Blog da Liz de Sá Cavalcante

Admissível

Admissível zelar pela minha morte, dormir na minha morte, mas não me torne morte. Olhar é a interferência. É o meu eu. Olhar cessa a maldade, é o desafio de viver. Mas o olhar não resgata o que não sente, mas resgato o olhar de mim mesma. A morte é acreditar no olhar sem se inspirar na vida, para acreditar no olhar, que significa morrer no azul do céu, que não desbota minha existência em cor. Consigo dormir quando me falta o céu. O olhar é o agir da consciência antes de mim. Não me apego ao olhar, e sim ao passado, que é o que me resta do olhar, sendo a força do olhar. O passado existe sempre para amenizar o nada. A culpa do nada é me fazer feliz na altura do nada. O nada foi criado sem o nada pela morte inefável de ser alguém. Usufruir da morte, como a certeza do nada de existir. O nada desapareceu para o inferno da alma, viver o que já passou, como se o ontem fosse previsível. O nada é uma qualidade. O olhar perseguidor da alma encontra sua lucidez em morrer por mim. Vivo a imortalidade no nada sem amor. Rastros do céu, onde passo, sem o caminhar eterno. O mundo me rodeia. Em torno de mim. Não sou de mim mesma, sou a poesia que falta na poesia. Para escrever é preciso lapidar o nada. O nada não pode ser esquecido como algo qualquer. A realidade da morte é a mesma realidade minha. O amor não tem realidade, mas um dia serei a realidade do amor que existe em mim sem realidade. Realidade é me dar ao sol sem o sol. O sol não é sol da minha vida, mas me faz amanhecer. Eu vivo do amanhecer à espera do sol. O sol é a lembrança viva da minha existência. Escutar é imaginação de onde nasce o nascer. O nascer não precisa de mim para nascer. Vou criando amor onde nada existe, e mesmo sem nada existir, vivo. Meu amor é a existência de todas as coisas. Existem sem sentir que existem, mas meu amor não tem como não sentir.

# REGISTROS FORNECIDOS

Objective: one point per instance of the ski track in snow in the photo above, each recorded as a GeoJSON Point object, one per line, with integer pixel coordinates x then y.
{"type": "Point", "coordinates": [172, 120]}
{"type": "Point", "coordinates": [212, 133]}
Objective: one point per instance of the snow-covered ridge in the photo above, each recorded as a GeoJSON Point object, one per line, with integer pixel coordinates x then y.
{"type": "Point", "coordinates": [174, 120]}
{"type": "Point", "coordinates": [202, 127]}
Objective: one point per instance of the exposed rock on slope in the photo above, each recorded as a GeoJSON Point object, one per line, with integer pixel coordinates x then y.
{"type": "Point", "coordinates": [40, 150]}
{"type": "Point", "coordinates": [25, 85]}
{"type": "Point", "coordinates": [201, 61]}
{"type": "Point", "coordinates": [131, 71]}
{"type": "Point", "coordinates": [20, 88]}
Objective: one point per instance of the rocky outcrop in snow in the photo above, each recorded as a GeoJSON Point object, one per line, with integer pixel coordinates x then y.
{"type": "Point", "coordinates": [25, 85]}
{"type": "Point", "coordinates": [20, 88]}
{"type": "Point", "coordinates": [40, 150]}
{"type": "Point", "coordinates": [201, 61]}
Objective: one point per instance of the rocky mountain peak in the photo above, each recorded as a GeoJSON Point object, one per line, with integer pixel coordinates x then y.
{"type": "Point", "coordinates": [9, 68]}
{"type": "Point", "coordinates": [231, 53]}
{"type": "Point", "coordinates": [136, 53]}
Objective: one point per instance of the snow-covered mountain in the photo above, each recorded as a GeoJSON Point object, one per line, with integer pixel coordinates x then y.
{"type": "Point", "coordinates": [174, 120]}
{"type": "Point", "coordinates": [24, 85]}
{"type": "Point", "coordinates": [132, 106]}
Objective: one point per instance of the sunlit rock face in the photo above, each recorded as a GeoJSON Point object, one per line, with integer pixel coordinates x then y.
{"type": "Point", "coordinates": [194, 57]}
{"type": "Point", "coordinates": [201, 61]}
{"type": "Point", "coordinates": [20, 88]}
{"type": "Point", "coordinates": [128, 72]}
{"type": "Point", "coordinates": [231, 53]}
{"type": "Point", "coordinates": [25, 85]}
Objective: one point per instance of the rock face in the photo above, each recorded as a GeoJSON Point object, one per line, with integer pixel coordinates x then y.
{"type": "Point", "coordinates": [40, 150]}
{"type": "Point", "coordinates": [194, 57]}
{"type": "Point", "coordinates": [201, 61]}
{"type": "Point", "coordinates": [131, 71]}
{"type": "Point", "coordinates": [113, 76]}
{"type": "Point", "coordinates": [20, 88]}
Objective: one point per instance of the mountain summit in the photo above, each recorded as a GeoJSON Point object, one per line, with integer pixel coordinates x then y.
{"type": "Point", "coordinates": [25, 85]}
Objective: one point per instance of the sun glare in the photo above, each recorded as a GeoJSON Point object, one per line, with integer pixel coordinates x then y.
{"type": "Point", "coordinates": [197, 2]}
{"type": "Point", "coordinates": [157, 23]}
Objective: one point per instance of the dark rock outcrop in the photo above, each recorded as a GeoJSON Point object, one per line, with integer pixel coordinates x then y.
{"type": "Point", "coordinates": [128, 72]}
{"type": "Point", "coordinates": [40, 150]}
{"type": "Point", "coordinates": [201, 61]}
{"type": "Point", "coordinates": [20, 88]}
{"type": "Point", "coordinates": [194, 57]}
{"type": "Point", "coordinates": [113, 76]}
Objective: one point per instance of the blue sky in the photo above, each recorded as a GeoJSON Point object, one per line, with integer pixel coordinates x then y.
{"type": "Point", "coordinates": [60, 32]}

# OBJETIVO A
De acordo com o texto fornecido, para que o passado existe sempre?
# OBJETIVO B
Localize nos registros cada linha que contenha a palavra "outcrop" e transcreva essas linhas integralmente.

# SOLUÇÃO REDIGIDA A
Para amenizar o nada.

# SOLUÇÃO REDIGIDA B
Objective: one point per instance of the rocky outcrop in snow in the photo above, each recorded as a GeoJSON Point object, one per line, with integer pixel coordinates x then y.
Objective: one point per instance of the dark rock outcrop in the photo above, each recorded as a GeoJSON Point object, one per line, with integer pixel coordinates x then y.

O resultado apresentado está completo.